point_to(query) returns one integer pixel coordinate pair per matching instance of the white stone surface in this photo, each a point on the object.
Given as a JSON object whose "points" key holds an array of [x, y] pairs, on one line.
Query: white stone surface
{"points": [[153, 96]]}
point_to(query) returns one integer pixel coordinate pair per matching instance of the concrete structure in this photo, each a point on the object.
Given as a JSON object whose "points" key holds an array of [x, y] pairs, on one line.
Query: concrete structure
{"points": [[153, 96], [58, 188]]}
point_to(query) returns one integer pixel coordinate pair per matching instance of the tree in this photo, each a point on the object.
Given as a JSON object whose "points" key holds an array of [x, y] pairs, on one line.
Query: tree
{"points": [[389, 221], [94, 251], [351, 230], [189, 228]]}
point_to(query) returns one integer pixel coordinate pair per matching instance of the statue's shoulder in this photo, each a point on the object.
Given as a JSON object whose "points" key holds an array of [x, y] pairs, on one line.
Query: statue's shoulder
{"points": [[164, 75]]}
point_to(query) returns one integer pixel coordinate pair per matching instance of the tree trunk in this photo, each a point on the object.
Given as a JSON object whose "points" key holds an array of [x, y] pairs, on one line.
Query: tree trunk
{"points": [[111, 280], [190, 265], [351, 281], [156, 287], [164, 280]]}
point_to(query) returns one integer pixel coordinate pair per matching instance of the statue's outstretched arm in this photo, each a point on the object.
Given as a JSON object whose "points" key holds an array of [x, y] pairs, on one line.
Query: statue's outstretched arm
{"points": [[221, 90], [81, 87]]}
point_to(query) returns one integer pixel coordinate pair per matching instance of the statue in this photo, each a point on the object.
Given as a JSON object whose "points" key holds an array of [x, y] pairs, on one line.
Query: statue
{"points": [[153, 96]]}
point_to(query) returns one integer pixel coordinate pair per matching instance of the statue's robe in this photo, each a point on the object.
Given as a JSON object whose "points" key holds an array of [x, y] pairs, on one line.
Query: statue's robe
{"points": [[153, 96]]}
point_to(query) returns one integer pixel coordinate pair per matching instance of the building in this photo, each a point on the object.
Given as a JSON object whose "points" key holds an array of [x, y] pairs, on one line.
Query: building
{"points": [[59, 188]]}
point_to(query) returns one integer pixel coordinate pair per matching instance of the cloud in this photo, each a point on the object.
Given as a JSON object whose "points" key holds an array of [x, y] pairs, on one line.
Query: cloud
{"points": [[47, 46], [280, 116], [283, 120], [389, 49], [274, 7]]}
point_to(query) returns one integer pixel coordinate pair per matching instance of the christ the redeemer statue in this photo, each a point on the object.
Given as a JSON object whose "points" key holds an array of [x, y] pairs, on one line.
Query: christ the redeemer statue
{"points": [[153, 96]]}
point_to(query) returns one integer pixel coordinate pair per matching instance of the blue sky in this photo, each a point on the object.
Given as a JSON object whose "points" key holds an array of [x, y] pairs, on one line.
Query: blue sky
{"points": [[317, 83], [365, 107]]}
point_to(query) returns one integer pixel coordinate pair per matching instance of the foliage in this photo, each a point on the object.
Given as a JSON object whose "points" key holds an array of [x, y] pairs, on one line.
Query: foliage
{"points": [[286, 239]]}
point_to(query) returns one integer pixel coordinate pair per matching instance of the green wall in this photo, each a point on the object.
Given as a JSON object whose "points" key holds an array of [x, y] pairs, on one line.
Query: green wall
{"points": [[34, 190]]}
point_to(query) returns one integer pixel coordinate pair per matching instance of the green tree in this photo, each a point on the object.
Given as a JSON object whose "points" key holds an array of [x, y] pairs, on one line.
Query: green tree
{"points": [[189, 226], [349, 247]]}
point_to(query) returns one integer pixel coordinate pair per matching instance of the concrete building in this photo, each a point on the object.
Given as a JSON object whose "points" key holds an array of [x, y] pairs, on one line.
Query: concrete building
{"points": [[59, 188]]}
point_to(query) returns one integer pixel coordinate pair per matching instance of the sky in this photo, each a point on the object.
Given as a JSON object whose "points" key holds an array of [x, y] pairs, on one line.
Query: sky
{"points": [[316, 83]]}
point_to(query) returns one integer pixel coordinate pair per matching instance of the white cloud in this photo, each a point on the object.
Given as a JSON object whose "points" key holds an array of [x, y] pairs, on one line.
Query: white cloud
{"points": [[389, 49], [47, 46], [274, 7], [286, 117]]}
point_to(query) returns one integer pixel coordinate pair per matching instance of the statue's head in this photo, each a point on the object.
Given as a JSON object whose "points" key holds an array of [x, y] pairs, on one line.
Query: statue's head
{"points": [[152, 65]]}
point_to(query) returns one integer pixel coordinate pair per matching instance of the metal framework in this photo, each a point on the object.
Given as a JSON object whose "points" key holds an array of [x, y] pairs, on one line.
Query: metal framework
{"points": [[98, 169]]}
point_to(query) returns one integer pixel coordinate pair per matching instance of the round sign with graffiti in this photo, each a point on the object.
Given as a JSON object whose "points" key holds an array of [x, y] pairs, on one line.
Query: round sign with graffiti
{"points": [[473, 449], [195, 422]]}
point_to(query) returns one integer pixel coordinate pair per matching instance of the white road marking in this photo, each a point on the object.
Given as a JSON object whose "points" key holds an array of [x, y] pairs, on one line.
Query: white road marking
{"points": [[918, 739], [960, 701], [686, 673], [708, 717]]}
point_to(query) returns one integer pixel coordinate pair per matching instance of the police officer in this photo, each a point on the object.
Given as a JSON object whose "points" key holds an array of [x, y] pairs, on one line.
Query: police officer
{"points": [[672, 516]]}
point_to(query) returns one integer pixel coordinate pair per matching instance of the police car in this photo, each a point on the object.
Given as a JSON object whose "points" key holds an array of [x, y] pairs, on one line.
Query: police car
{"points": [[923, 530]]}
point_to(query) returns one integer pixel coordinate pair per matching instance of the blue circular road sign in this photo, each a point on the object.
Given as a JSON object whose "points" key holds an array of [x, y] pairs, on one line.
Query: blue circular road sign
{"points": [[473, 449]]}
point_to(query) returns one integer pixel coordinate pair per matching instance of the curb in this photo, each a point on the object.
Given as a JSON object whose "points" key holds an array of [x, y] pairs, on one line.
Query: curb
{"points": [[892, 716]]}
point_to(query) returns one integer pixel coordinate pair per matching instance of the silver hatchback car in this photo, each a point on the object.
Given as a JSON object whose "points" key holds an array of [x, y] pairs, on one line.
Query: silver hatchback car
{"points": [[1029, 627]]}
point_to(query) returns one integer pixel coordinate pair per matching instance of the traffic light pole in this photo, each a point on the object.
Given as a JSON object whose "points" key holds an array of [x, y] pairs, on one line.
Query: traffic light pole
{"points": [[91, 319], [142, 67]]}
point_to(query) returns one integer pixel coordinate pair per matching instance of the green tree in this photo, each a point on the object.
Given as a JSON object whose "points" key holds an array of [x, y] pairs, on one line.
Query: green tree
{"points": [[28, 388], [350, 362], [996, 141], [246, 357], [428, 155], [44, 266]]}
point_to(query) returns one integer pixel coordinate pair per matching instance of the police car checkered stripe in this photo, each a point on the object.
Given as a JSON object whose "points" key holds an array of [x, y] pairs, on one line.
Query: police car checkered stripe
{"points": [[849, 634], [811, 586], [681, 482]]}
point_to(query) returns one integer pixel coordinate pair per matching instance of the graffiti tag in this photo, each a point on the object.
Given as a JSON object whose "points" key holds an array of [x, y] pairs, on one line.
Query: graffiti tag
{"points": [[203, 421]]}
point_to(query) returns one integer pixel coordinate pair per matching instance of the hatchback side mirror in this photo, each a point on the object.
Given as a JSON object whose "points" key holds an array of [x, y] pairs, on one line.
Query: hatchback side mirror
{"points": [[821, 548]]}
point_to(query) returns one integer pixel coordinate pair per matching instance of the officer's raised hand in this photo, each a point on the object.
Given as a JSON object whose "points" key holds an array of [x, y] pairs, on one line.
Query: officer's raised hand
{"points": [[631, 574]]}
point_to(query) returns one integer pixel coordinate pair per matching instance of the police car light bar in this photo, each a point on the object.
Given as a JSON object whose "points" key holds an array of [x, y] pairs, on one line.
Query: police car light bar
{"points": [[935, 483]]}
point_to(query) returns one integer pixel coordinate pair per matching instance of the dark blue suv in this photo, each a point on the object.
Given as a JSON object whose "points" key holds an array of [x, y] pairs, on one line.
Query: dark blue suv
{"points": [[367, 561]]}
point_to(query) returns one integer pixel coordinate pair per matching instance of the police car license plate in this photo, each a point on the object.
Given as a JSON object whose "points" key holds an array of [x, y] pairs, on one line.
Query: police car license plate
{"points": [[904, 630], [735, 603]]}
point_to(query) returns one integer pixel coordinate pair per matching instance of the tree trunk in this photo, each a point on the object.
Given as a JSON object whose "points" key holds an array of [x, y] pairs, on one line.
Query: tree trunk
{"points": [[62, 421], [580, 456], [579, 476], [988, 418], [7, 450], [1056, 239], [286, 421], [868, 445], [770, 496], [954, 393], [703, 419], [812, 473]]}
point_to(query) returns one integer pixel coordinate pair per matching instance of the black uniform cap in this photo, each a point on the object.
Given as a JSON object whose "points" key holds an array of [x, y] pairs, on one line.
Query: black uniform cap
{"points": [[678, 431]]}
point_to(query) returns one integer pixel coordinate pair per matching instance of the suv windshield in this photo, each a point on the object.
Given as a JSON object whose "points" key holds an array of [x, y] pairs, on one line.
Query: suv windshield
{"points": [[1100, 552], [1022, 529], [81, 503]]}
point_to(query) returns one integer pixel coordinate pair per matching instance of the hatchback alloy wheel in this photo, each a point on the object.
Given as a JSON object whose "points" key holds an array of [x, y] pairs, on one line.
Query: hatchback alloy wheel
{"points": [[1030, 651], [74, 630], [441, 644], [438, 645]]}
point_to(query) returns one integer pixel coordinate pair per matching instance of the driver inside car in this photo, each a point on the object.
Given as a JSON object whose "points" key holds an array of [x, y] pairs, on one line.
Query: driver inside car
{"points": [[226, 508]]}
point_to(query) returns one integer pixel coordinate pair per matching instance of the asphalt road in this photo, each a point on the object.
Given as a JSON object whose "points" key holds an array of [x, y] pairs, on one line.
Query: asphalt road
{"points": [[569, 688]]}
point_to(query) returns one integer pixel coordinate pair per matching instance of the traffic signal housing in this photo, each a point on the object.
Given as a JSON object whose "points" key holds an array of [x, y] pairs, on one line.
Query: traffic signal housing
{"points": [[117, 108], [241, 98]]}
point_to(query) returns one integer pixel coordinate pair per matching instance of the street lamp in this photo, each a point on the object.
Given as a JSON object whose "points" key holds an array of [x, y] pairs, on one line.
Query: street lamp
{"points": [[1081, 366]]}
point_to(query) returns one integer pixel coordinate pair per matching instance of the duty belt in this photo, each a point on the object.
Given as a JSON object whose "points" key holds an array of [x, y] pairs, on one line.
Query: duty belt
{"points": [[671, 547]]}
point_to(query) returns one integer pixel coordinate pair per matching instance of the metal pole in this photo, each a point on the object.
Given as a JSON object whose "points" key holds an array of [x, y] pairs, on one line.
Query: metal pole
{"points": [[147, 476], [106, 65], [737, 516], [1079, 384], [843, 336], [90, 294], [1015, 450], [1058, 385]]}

========

Print the lines of the entries, exactly, from the one containing "the traffic signal" down to the final line, and leave out all the others.

Your solution.
point_to(query) returns one integer pixel coordinate pair per matching instance of the traffic signal housing in this photo, each a point on the object.
Given as a JSON object whose "points" key holds an array of [x, y] pairs, on one line.
Query: traffic signal housing
{"points": [[117, 108], [241, 98]]}
point_to(query) returns one integer pixel coordinate pair per matching instance of the street lamp in this photo, each a point on the object.
Given as a JSON object whose "points" key holds an array of [x, y] pairs, on one line.
Query: street lamp
{"points": [[1081, 366]]}
point_to(query) returns one integer pixel coordinate pair per matching instance of the duty belt in this photo, each a point on the object.
Given as a JSON object whose "points" key holds an array of [x, y] pairs, on one line.
Query: duty belt
{"points": [[671, 547]]}
point_to(query) returns one integer pixel coordinate pair per matching instance of the metal pole in this photo, each a point on the object.
Given as a JSON object whose "points" key holds an array of [x, y] pairs, on one line.
Query: metal pole
{"points": [[147, 476], [106, 65], [737, 516], [1079, 384], [843, 336], [90, 294], [1015, 450], [1058, 385]]}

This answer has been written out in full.